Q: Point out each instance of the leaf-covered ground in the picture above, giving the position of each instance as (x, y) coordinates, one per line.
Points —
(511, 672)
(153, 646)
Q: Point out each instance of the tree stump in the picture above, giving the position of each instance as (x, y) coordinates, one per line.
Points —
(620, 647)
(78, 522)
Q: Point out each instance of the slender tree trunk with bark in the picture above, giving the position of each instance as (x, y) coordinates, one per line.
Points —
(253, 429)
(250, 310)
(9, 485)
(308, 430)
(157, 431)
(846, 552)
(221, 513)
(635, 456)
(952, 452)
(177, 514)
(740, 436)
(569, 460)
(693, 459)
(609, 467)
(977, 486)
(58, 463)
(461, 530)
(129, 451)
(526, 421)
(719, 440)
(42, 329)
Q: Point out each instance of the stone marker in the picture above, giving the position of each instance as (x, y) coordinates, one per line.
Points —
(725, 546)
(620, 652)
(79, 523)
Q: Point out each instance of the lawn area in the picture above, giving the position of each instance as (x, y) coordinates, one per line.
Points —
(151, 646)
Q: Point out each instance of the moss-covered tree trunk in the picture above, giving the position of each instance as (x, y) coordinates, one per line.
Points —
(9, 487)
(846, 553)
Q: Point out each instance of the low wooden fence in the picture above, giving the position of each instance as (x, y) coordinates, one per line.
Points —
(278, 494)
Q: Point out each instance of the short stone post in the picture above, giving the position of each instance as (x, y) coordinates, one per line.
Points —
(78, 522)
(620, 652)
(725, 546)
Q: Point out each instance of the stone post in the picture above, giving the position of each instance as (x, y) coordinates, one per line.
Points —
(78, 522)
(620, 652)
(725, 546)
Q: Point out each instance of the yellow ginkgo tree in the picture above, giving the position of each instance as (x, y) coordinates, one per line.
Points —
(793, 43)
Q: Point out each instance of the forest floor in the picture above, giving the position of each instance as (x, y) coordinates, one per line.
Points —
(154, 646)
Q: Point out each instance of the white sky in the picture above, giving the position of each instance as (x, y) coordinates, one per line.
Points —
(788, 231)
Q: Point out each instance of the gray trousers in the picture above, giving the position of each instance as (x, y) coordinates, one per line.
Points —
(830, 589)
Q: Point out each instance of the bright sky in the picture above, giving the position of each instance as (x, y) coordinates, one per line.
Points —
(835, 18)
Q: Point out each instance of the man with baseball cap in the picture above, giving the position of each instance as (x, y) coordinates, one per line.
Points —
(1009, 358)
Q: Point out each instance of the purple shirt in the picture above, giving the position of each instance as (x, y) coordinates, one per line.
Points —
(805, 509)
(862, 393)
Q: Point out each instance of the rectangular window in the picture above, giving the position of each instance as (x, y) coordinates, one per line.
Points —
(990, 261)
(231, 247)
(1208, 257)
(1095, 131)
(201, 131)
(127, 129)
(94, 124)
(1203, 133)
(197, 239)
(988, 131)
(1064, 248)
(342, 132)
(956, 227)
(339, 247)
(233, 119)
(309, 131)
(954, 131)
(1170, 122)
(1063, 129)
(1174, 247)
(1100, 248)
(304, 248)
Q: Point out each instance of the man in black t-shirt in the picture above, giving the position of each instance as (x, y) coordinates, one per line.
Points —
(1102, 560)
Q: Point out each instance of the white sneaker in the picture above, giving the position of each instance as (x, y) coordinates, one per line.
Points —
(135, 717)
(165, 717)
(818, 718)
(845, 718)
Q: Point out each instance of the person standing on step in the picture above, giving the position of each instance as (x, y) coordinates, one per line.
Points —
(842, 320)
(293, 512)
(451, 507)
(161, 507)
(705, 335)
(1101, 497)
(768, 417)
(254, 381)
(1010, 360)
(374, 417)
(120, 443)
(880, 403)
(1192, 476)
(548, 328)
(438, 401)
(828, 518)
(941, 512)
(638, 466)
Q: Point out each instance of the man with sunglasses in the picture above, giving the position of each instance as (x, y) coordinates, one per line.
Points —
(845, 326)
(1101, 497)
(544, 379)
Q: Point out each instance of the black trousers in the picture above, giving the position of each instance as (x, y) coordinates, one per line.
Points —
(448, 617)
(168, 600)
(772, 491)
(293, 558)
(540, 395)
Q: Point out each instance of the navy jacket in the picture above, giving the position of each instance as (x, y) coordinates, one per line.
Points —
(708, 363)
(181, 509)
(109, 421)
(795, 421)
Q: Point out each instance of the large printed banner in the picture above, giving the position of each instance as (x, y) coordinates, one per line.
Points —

● ● ● ● ● ● ●

Write the whole listing out again. Keep every line exactly as it is.

Q: Point out each instance of the leaf-covered ground in the picture above, giving the position of each instance as (x, y) coordinates, one per line.
Points —
(511, 672)
(153, 646)
Q: Point out each instance of the tree stump in the picture above, giving the position of each instance as (x, y) coordinates, one per line.
Points —
(620, 647)
(78, 522)
Q: Point out each instance of the slender tree trunk with bark in the picture above, giving the position of each instance as (x, y) coordinates, one per line.
Points —
(253, 429)
(250, 310)
(9, 485)
(308, 430)
(157, 431)
(846, 552)
(221, 513)
(635, 456)
(952, 452)
(177, 514)
(740, 436)
(569, 460)
(693, 459)
(609, 467)
(977, 486)
(58, 463)
(461, 530)
(129, 451)
(526, 421)
(719, 440)
(42, 329)
Q: Point out each instance of the stone marker in the picture above, giving the position of each instance as (x, y) coordinates, one per line.
Points —
(725, 546)
(620, 652)
(79, 523)
Q: Point out each instance of the lawn area in the picture above, giving the position of each instance as (x, y) coordinates, one per line.
Points —
(151, 646)
Q: Point out each instance of the moss-covered tree trunk in the picture above, giving the position of each instance as (x, y) coordinates, one per line.
Points —
(9, 487)
(846, 553)
Q: Point out each instance of the low wooden fence in the picture above, giving the position of each instance as (x, y) coordinates, one per line.
Points —
(278, 494)
Q: Point out each instance of the short stone post in the picture above, giving the position of each instance as (x, y) coordinates, one per line.
Points —
(78, 522)
(620, 652)
(725, 546)
Q: Point out each instance of the stone post in the picture above, giving the position of each instance as (x, y) coordinates, one per line.
Points —
(78, 522)
(620, 652)
(725, 546)
Q: Point out each instance of the yellow ginkgo tree in the picture above, giving the position of each instance as (x, y) coordinates, one per line.
Points —
(793, 43)
Q: Point out each instance of the forest floor in the picture above, giving the position of each instance as (x, y) coordinates, one per line.
Points —
(154, 646)
Q: Point out each instance of the white sky in the picture above, giving the position of each instance as (x, y) coordinates, one per line.
Points —
(788, 231)
Q: Point out each instance of the gray trousers in the picture above, giving the position of each instance as (x, y) coordinates, one per line.
Points —
(830, 589)
Q: Point out each instance of the bright sky in the picture above, giving the position of each instance as (x, y) coordinates, one per line.
Points —
(835, 18)
Q: Point out each instance of the man with baseball cap in the picture above, giving the position of each instance as (x, y) coordinates, one per line.
Points —
(1009, 358)
Q: Point out each instance of the purple shirt in the picture above, giving the position of each instance as (x, y) coordinates, one per line.
Points —
(805, 509)
(862, 393)
Q: Point out each instance of the rectangular window in the picture above, giving the position of each instance as (x, y) coordinates, one per line.
Points —
(990, 261)
(231, 247)
(1208, 257)
(1095, 131)
(201, 131)
(127, 129)
(94, 124)
(1203, 133)
(197, 239)
(988, 131)
(1064, 248)
(342, 132)
(956, 227)
(339, 247)
(233, 119)
(309, 131)
(954, 131)
(1170, 122)
(1063, 129)
(1174, 247)
(1100, 248)
(304, 248)
Q: Point out each instance of the man in black t-shirt in the picture above, giving the position of each instance as (x, y) coordinates, one per line.
Points —
(1102, 560)
Q: Point out each instance of the white sneaker in the picture above, giving the position of each instance as (x, y) coordinates, one per line.
Points —
(135, 717)
(165, 717)
(818, 718)
(845, 718)
Q: Point out each instance of the person standing on step in the picture above, giving the position of each instance as (x, y) coordinates, one per line.
Points —
(842, 320)
(293, 512)
(451, 507)
(161, 507)
(705, 335)
(1101, 497)
(768, 417)
(254, 381)
(1010, 360)
(374, 417)
(120, 443)
(880, 403)
(1192, 476)
(548, 328)
(438, 401)
(828, 518)
(941, 512)
(638, 466)
Q: Point out each instance of the man with sunglasses in the picture above, giving the position of each instance as (x, y) coordinates, one per line.
Points —
(845, 326)
(1101, 497)
(544, 379)
Q: Point out each instance of the black trousers in the picture above, giving the position of each instance as (x, y) coordinates, one per line.
Points —
(448, 617)
(168, 600)
(772, 491)
(293, 558)
(540, 395)
Q: Point out each instance of the navy jacket in the picture above, giving the position of each instance as (x, y) coordinates, one per line.
Points —
(708, 363)
(181, 509)
(109, 421)
(795, 421)
Q: Point out each instance of the large printed banner in the picture above, giving the position of each instance as (x, y) coordinates, one per line.
Points —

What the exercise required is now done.